EXTRACT TO READ
══════
Pitigliano

Today’s walk was mercifully quite short, as we are spending a second night in Pitigliano. The town has a population of about 4000 people, and although it was once another Etruscan settlement its name dates back to Roman times.

Almost as soon as we arrived at the bottom of a stone stairway leading out of town, we came to a junction of two via cava. We followed the path down the Via Cava di Poggio Cane (dog hill) to the Meleta Creek, and managed to cross some stepping stones without getting wet feet.

The trail then led up the Via Cava di Frattenuti (probably someone’s name), then we continued through the shady trees until we reached an asphalt road. For the next five or six kilometers we were walking mostly on small back-roads through farmland. It was rather hot out in the open, but the countryside is very attractive.

Because it is still early summer there are masses of wildflowers in the ditches and fields. We also saw numerous iridescent green lizards scampering away as we approached. After a while we encountered the highway again which wasn’t much fun to walk on, but we soon reached the church of Madonna delle Grazie where another via cava heads back down towards the Meleta Creek.

We were amused to see a little wine shop entirely in a cave right next to the highway. From here we had a great view of Pitigliano across the valley. The Via Cava della Madonna delle Grazie is particularly deep, and the walls towered over us as we wound our way down the cliff.

At the bridge over the creek we looked for a way down to the water in the hope that we could have a swim. There is a house which used to be a watermill, although there didn’t seem to be a huge flow of water. After some rather painful encounters with stinging nettles and failing to find any dock to ease the pain, we gave up on the idea of a swim and sat on the grass for a picnic where we could at least see and hear the creek below.
══════
DATA IN THIS EXERCISE
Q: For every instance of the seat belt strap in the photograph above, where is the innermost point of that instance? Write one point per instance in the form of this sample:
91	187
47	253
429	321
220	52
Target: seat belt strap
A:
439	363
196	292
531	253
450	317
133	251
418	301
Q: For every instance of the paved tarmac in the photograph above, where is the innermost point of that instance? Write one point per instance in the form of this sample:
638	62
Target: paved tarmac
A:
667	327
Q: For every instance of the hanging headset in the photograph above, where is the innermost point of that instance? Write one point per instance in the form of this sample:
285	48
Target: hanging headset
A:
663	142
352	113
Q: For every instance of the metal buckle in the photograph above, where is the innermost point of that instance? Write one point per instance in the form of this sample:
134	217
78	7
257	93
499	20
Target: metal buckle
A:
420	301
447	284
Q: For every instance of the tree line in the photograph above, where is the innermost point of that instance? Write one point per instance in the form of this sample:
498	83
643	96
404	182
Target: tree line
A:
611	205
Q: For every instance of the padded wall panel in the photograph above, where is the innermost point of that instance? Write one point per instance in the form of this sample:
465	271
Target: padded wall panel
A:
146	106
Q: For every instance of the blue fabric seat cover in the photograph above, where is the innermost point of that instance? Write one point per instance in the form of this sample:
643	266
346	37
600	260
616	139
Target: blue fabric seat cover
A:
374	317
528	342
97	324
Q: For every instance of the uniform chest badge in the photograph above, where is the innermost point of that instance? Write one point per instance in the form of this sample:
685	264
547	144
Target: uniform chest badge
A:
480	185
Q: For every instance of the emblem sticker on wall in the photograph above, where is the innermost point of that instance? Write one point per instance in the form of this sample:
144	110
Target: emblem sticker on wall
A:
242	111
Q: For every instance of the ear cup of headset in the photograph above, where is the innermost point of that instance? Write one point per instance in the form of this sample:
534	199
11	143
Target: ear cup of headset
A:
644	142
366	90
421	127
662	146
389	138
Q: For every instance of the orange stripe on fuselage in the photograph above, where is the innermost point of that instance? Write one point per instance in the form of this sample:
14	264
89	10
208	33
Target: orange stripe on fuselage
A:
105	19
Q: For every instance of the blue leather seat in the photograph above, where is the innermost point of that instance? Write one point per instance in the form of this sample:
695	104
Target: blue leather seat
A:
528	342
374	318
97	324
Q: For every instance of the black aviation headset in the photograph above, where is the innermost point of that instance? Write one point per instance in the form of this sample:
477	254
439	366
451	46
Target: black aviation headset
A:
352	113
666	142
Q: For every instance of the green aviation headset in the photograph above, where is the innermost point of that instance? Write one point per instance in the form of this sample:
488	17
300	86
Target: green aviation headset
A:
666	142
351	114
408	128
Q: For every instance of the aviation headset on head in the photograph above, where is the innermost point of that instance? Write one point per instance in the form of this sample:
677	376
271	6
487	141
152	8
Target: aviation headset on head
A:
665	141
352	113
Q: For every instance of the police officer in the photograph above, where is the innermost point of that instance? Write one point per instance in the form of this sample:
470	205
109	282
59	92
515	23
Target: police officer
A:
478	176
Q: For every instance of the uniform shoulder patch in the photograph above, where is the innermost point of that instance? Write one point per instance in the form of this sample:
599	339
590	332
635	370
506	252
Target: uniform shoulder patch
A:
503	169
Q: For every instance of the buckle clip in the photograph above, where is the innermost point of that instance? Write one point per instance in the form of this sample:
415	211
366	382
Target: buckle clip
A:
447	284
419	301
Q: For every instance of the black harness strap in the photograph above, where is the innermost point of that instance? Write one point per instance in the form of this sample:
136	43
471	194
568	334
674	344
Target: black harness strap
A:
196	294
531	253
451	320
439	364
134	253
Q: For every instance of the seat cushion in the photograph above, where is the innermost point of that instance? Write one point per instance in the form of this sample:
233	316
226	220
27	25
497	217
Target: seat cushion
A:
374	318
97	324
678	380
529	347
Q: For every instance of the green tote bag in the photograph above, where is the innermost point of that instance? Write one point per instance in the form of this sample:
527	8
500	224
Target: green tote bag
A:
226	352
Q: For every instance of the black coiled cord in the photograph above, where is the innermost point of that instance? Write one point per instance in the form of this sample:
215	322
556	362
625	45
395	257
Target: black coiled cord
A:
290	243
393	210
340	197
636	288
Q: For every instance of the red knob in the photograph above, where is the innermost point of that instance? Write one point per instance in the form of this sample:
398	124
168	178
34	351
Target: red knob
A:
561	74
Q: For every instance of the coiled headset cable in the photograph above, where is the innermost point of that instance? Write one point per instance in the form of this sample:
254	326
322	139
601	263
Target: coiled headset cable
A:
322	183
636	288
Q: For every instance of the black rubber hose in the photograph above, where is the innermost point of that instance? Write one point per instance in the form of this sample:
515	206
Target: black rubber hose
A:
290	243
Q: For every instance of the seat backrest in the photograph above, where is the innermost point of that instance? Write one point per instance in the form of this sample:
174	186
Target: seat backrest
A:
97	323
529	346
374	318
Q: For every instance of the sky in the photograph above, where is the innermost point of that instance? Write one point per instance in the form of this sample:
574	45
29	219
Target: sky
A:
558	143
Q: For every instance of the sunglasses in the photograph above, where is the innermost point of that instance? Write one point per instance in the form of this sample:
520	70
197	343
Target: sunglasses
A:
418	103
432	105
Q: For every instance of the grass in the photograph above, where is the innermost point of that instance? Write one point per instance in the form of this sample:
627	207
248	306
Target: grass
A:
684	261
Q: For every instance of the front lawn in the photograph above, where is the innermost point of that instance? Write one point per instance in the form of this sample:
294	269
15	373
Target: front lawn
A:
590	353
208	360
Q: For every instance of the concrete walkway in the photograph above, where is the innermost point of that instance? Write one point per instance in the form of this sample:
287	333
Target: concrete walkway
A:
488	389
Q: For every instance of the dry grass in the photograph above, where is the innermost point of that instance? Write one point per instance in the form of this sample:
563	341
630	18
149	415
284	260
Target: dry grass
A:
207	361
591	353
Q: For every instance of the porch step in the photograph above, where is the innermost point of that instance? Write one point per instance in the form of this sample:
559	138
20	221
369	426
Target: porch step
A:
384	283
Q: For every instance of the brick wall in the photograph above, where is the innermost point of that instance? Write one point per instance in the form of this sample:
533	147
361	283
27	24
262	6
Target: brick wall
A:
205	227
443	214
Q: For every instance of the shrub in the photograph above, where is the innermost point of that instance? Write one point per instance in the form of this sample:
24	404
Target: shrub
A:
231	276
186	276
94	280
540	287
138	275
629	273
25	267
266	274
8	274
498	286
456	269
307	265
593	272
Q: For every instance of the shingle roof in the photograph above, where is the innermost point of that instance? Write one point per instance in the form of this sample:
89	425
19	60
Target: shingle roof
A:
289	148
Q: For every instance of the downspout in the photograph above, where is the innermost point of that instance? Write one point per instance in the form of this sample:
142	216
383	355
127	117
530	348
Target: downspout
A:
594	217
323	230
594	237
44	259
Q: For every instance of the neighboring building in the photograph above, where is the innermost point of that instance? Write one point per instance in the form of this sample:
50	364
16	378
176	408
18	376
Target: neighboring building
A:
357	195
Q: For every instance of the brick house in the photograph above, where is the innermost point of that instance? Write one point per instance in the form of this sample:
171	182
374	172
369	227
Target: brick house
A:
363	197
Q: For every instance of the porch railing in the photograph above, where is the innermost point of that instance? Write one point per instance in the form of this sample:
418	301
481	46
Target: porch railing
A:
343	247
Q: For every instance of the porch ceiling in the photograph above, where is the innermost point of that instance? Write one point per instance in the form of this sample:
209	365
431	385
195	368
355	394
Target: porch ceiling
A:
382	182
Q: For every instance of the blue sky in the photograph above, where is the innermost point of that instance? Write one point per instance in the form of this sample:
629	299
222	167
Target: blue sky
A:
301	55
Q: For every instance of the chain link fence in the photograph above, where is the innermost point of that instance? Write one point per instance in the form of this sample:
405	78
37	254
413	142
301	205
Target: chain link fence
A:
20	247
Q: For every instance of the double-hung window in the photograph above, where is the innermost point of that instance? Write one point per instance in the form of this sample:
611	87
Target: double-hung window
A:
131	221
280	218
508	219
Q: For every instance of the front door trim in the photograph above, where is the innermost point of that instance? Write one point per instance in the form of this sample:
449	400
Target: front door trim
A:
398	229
══════
YOUR TASKS
• 1. In the records, rewrite the lines from the one containing "Q: For every instance of the chain" through the last line of the records, changing "photograph" to "image" and leaving everything else the same.
• 2. Pick up the account of the walk around Pitigliano after its final sentence and continue it.

RESULTS BY TASK
• 1.
Q: For every instance of the chain link fence in the image above, where is the innermost point of that instance? Write one point per instance in the form of this sample:
405	78
37	254
413	142
301	205
Target: chain link fence
A:
20	247
Q: For every instance of the double-hung window in the image above, where is the innermost point of that instance? Write one point per instance in the form of this sample:
611	87
Target: double-hung window
A:
131	221
280	218
508	219
Q: For every instance of the front door trim in the image above, where is the innermost point of that instance? Write one point per instance in the form of this sample:
449	400
Target: front door trim
A:
398	229

• 2.
Across a road we entered another section of the Via Cava di Poggio Cani which led us back to the town. We didn’t go up the stone steps though, and instead followed a path around the base of the walls.

We came across a guy looking at his phone and muttering crossly to himself, and we figured that although he was probably only 10 meters or so from his intended destination on the map, he should have been at the top of the cliff – 60 meters or so above us. When we reached the top of a steep staircase we saw that he had found the people he was looking for.

I could see that there has been quite a bit of modern engineering done in recent times in an effort to prevent buildings at the top of the cliff falling off. Holes have been drilled into the rock in numerous places and steel reinforcing rods inserted, followed by injections of cement.

There are many properties for sale throughout the town – I presume the ones on the outside are the cheapest, even though they would have the best views. This is the sort of town that could be totally devastated by an earthquake, so I hope things stay stable for the next 24 hours!

We began exploring, and soon noticed an interesting red/orange disk down one of the alleys. It turned out to be a artwork made of felt, and when we looked closer we found a gallery with an artist that specialised in this medium. She showed us a range of scarves with patches of coloured felt that she told us were embedded permanently into silk.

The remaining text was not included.